RECORDS FOR THIS EXERCISE:
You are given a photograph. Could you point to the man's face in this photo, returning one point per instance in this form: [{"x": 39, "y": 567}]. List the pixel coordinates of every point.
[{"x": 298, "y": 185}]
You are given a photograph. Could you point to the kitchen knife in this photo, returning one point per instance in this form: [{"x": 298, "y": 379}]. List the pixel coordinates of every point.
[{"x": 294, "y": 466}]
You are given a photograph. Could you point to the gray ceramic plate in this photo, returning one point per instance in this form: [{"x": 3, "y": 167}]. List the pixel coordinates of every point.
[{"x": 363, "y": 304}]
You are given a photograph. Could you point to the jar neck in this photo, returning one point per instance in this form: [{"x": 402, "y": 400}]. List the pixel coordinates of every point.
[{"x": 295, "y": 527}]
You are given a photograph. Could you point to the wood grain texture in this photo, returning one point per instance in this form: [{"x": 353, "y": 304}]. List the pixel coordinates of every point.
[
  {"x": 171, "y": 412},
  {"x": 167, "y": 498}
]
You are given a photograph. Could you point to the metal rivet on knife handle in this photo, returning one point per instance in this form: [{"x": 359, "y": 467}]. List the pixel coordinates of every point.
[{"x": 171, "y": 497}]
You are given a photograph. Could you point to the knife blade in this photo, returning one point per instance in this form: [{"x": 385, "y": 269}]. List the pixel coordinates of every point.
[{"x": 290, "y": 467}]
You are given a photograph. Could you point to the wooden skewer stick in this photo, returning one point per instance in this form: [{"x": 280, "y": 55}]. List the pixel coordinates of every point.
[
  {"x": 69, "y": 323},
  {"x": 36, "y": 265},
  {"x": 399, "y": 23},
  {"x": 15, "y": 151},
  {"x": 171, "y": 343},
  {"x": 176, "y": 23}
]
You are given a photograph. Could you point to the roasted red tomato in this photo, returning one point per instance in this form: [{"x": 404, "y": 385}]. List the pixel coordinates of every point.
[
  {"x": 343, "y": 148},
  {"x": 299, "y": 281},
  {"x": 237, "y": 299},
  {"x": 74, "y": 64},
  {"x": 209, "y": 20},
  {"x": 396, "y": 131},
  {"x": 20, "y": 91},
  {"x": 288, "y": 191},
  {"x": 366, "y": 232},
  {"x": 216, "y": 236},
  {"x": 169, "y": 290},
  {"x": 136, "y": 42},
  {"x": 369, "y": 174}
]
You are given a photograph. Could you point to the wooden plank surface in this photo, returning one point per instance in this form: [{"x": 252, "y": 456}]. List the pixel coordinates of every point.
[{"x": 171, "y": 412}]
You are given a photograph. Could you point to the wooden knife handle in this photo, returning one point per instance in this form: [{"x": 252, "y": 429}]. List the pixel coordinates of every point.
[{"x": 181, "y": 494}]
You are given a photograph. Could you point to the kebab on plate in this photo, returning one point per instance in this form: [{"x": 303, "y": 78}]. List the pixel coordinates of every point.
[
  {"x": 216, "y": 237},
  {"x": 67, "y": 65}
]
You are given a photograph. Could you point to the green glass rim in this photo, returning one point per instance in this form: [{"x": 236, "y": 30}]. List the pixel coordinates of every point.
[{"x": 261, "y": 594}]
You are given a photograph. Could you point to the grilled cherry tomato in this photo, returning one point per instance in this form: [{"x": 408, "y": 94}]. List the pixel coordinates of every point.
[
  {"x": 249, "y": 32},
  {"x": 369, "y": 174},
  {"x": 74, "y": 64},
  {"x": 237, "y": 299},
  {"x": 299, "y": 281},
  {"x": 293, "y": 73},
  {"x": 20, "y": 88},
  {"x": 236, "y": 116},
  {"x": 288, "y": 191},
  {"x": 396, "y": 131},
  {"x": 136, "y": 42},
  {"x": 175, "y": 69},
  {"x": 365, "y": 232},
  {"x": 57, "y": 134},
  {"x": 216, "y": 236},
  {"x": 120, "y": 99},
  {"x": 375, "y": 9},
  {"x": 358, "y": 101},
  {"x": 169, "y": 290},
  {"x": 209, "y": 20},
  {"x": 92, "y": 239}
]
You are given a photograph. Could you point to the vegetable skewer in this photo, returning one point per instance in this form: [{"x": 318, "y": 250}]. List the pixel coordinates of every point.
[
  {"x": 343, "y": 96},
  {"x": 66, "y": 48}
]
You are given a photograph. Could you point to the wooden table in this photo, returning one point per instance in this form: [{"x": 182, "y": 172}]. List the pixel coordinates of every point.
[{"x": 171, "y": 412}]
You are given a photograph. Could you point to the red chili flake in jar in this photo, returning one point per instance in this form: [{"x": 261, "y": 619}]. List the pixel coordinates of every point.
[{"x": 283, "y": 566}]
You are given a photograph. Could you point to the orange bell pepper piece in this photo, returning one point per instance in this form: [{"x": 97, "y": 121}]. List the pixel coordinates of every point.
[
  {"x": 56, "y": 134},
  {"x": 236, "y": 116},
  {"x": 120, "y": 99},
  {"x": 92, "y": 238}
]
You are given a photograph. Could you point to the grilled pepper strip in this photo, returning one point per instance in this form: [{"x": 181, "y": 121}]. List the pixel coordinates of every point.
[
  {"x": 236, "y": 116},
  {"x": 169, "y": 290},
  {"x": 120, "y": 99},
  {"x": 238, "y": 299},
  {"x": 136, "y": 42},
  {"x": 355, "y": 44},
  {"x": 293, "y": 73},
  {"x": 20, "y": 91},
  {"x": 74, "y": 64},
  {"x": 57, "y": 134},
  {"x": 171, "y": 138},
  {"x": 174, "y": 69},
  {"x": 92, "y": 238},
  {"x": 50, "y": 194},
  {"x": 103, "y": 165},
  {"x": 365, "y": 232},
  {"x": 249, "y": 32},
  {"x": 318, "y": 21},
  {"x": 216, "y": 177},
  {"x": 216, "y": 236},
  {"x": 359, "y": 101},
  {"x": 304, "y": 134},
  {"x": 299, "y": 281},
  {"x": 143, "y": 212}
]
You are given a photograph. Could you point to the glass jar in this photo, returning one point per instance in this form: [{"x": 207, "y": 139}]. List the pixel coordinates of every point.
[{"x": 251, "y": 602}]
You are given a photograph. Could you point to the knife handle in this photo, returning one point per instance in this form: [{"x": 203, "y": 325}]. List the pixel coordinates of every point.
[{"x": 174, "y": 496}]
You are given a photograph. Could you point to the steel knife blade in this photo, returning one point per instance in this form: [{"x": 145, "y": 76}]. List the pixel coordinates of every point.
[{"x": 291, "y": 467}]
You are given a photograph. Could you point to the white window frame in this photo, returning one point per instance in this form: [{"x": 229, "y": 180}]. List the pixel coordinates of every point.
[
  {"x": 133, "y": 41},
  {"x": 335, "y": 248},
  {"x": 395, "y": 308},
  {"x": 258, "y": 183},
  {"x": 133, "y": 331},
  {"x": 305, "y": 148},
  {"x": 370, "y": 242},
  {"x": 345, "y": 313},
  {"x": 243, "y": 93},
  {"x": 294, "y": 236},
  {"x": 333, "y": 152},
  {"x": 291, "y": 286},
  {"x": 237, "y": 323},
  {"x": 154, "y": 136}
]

EXERCISE PROMPT: Return only the lines running from the line with "You are given a photograph. Could you point to the steel" to the last line of the records, both included, exactly as written.

ANSWER TO THIS EXERCISE:
You are given a photograph. Could you point to the steel knife blade in this photo, returning one point per instance in this form: [{"x": 145, "y": 76}]. List the pixel coordinates of every point.
[{"x": 291, "y": 467}]
You are given a photograph. Could you point to the white window frame in this photo, returning one point per instance in this form: [{"x": 229, "y": 180}]. List the pixel coordinates of every point.
[
  {"x": 133, "y": 41},
  {"x": 335, "y": 248},
  {"x": 395, "y": 308},
  {"x": 258, "y": 183},
  {"x": 133, "y": 331},
  {"x": 305, "y": 148},
  {"x": 370, "y": 242},
  {"x": 345, "y": 313},
  {"x": 243, "y": 93},
  {"x": 294, "y": 236},
  {"x": 333, "y": 152},
  {"x": 291, "y": 286},
  {"x": 237, "y": 323},
  {"x": 154, "y": 136}
]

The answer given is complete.